_PROBLEM DESCRIPTION_: Please print each of the entries below exactly.

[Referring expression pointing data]

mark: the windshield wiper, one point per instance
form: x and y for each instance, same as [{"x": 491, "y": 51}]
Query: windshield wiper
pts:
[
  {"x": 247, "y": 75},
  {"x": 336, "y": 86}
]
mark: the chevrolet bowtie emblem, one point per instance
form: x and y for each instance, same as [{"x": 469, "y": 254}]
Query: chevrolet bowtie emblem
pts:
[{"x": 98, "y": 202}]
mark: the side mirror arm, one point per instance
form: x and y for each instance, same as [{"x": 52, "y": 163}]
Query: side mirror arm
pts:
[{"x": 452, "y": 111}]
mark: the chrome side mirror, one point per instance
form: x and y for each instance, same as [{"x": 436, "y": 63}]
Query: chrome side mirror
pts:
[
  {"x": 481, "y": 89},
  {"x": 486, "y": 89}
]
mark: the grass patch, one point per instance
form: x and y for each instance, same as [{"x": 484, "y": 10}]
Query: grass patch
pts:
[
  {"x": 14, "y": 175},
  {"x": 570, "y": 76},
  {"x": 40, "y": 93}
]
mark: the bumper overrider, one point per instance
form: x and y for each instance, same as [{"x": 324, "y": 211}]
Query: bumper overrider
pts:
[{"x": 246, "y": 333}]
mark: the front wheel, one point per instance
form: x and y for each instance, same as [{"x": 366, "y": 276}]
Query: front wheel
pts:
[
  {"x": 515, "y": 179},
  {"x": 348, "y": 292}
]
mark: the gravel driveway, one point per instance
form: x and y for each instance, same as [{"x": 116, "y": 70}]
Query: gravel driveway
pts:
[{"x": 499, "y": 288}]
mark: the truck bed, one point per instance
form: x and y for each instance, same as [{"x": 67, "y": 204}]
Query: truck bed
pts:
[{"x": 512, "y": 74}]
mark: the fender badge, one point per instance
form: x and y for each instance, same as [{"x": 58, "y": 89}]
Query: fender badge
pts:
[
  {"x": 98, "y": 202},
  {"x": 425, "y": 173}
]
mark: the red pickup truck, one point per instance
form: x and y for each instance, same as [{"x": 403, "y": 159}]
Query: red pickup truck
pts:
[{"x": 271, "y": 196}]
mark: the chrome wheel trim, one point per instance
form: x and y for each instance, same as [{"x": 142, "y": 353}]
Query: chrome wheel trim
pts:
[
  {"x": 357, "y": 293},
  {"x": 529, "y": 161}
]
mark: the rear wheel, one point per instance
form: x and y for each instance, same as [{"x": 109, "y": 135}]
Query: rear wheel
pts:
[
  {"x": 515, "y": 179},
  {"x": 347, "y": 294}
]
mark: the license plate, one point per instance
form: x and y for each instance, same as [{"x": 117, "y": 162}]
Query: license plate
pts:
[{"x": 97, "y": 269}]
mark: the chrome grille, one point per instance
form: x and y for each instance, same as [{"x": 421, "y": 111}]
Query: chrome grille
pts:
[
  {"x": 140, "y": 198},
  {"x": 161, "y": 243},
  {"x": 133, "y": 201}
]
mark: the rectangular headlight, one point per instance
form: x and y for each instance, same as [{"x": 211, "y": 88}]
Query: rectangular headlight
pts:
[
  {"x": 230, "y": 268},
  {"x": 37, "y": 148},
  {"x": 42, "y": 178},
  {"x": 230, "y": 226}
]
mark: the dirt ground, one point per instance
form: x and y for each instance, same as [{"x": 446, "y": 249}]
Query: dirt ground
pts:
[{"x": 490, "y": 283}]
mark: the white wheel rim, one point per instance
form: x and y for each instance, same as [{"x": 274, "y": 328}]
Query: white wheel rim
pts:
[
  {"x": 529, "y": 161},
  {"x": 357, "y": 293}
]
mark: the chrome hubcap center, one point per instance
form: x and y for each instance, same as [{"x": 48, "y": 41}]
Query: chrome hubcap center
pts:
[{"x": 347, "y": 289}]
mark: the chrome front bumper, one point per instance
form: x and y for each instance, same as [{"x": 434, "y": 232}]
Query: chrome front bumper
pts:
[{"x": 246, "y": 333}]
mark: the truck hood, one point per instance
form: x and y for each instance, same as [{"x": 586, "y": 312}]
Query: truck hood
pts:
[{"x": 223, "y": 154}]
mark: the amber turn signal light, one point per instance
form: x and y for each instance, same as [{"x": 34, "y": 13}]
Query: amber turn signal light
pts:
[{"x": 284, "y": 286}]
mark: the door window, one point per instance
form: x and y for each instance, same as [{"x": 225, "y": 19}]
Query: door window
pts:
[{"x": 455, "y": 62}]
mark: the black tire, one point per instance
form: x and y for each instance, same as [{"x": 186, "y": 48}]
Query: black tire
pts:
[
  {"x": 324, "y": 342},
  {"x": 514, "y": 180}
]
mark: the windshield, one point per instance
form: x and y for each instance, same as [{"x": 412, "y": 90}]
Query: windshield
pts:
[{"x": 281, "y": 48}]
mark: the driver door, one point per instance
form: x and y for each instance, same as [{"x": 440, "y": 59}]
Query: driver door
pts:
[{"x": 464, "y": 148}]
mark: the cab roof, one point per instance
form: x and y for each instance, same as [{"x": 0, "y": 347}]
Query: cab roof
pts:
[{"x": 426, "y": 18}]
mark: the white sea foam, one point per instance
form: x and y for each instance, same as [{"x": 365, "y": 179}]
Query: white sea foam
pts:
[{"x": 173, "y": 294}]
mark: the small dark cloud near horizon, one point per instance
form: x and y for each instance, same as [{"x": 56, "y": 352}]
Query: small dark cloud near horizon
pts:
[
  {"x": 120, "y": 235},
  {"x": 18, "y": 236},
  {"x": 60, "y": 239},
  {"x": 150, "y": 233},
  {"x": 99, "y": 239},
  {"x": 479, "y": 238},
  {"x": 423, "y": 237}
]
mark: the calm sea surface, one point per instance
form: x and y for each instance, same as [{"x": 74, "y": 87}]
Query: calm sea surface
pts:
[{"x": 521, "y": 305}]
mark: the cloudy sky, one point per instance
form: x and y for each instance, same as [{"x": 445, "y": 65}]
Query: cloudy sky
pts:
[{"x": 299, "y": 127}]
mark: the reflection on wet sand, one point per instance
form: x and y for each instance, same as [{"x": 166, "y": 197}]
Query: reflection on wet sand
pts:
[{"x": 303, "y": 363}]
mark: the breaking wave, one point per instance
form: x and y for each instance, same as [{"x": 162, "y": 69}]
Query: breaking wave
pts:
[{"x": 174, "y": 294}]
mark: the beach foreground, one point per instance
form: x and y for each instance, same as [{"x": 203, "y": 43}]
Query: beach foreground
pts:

_WRITTEN SOLUTION_:
mark: the windshield wiper, one point per instance
form: x and y for each instance, same as [{"x": 491, "y": 51}]
Query: windshield wiper
pts:
[
  {"x": 247, "y": 75},
  {"x": 336, "y": 86}
]
mark: the chevrolet bowtie emblem, one point per instance
form: x and y for each instance, same as [{"x": 469, "y": 254}]
Query: chevrolet bowtie emblem
pts:
[{"x": 98, "y": 202}]
mark: the side mirror arm, one point per instance
form: x and y for each instance, same as [{"x": 52, "y": 163}]
Query: side mirror arm
pts:
[{"x": 452, "y": 111}]
mark: the chrome side mirror, one point per instance
form: x and y for each instance, same as [{"x": 436, "y": 63}]
Query: chrome side mirror
pts:
[
  {"x": 481, "y": 89},
  {"x": 486, "y": 89}
]
mark: the grass patch, one point per instance
form: x and y for each instance, same as [{"x": 484, "y": 10}]
Query: grass patch
pts:
[
  {"x": 14, "y": 175},
  {"x": 570, "y": 76},
  {"x": 40, "y": 93}
]
mark: the bumper overrider, one point per instance
form: x and y for each instance, same as [{"x": 324, "y": 211}]
Query: bumper overrider
pts:
[{"x": 246, "y": 333}]
mark: the front wheel, one point per instance
form: x and y for each instance, same as [{"x": 366, "y": 276}]
Query: front wheel
pts:
[
  {"x": 515, "y": 179},
  {"x": 348, "y": 292}
]
mark: the gravel driveway, one point per instance
form: x and y for each instance, same as [{"x": 116, "y": 70}]
Query: gravel driveway
pts:
[{"x": 499, "y": 288}]
mark: the truck bed, one point per instance
form: x and y for each instance, same as [{"x": 67, "y": 204}]
Query: truck bed
pts:
[{"x": 512, "y": 74}]
mark: the fender badge, one point per instance
form: x and y for each instance, same as [{"x": 58, "y": 89}]
Query: fender badge
pts:
[
  {"x": 98, "y": 202},
  {"x": 425, "y": 173}
]
mark: the red pickup truck, one point per instance
form: x and y for each instance, same as [{"x": 403, "y": 159}]
Query: red pickup truck
pts:
[{"x": 271, "y": 196}]
mark: the chrome wheel trim, one point per instance
form: x and y for each instance, same as [{"x": 142, "y": 353}]
Query: chrome wheel trim
pts:
[
  {"x": 357, "y": 293},
  {"x": 529, "y": 161}
]
mark: the rear wheel, one point per instance
form: x and y for each instance, same as [{"x": 109, "y": 135}]
Query: rear wheel
pts:
[
  {"x": 515, "y": 179},
  {"x": 347, "y": 294}
]
mark: the license plate, one point per instance
form: x and y for each instance, same as [{"x": 117, "y": 162}]
Query: license plate
pts:
[{"x": 97, "y": 269}]
mark: the chrome grille, one point per instance
form: x and y for each instance, same as [{"x": 421, "y": 111}]
Query: chrome grille
pts:
[
  {"x": 140, "y": 198},
  {"x": 161, "y": 243},
  {"x": 133, "y": 201}
]
mark: the rectangular headlight, one point per instance
form: x and y for each instance, same as [{"x": 211, "y": 88}]
Query: rectangular headlight
pts:
[
  {"x": 230, "y": 268},
  {"x": 37, "y": 148},
  {"x": 42, "y": 178},
  {"x": 230, "y": 226}
]
mark: the dirt ground, one point per instance
form: x and y for each instance, same as [{"x": 446, "y": 249}]
Query: dirt ground
pts:
[{"x": 490, "y": 283}]
mark: the white wheel rim, one point per instance
form: x and y for each instance, same as [{"x": 274, "y": 328}]
Query: white wheel rim
pts:
[
  {"x": 529, "y": 161},
  {"x": 357, "y": 293}
]
mark: the chrome hubcap center, one point per instance
form: x and y for each instance, same as [{"x": 48, "y": 41}]
Query: chrome hubcap center
pts:
[{"x": 347, "y": 289}]
mark: the chrome front bumper, one point per instance
form: x and y for each instance, same as [{"x": 434, "y": 232}]
Query: chrome front bumper
pts:
[{"x": 246, "y": 333}]
mark: the truck hood, one point per instance
form: x and y for each instance, same as [{"x": 586, "y": 312}]
Query: truck hood
pts:
[{"x": 223, "y": 154}]
mark: the amber turn signal light, one point per instance
form: x and y for each instance, same as [{"x": 34, "y": 13}]
Query: amber turn signal light
pts:
[{"x": 284, "y": 286}]
mark: the door window, one point per instance
form: x and y for each instance, same as [{"x": 225, "y": 19}]
Query: door window
pts:
[{"x": 455, "y": 62}]
mark: the black tire, one point per instance
form: x and y for each instance, same as [{"x": 186, "y": 48}]
Query: black tire
pts:
[
  {"x": 324, "y": 342},
  {"x": 514, "y": 180}
]
mark: the windshield, one point per instance
form: x and y for each instance, same as [{"x": 412, "y": 90}]
Query: windshield
pts:
[{"x": 281, "y": 48}]
mark: the driver door, one point per instance
form: x and y for each instance, same as [{"x": 440, "y": 59}]
Query: driver door
pts:
[{"x": 464, "y": 148}]
mark: the cab roof, one point per instance
form: x and y for each instance, same as [{"x": 0, "y": 347}]
Query: cab roof
pts:
[{"x": 426, "y": 18}]
mark: the white sea foam, one point per instance
form: x and y for each instance, same as [{"x": 365, "y": 179}]
Query: white sea foam
pts:
[{"x": 173, "y": 294}]
mark: the small dark cloud near horizon, one point per instance
form: x and y for each instance, same as [{"x": 56, "y": 352}]
Query: small dark cloud near horizon
pts:
[
  {"x": 120, "y": 235},
  {"x": 18, "y": 236},
  {"x": 60, "y": 239},
  {"x": 150, "y": 233},
  {"x": 99, "y": 239},
  {"x": 479, "y": 238},
  {"x": 423, "y": 237}
]
mark: the calm sea surface, one point per instance
form: x and y for each instance, same as [{"x": 74, "y": 87}]
Query: calm sea surface
pts:
[{"x": 521, "y": 305}]
mark: the cloudy sky, one point per instance
form: x and y for each instance, same as [{"x": 445, "y": 65}]
Query: cloudy sky
pts:
[{"x": 299, "y": 127}]
mark: the reflection on wet sand, one point per instance
form: x and y for each instance, same as [{"x": 166, "y": 197}]
Query: reflection on wet sand
pts:
[{"x": 303, "y": 363}]
mark: the breaking wave, one point per instance
form: x and y for each instance, same as [{"x": 162, "y": 69}]
Query: breaking wave
pts:
[{"x": 174, "y": 294}]
mark: the beach foreground, one point per instance
form: x and y for each instance, same as [{"x": 203, "y": 43}]
Query: beach foreground
pts:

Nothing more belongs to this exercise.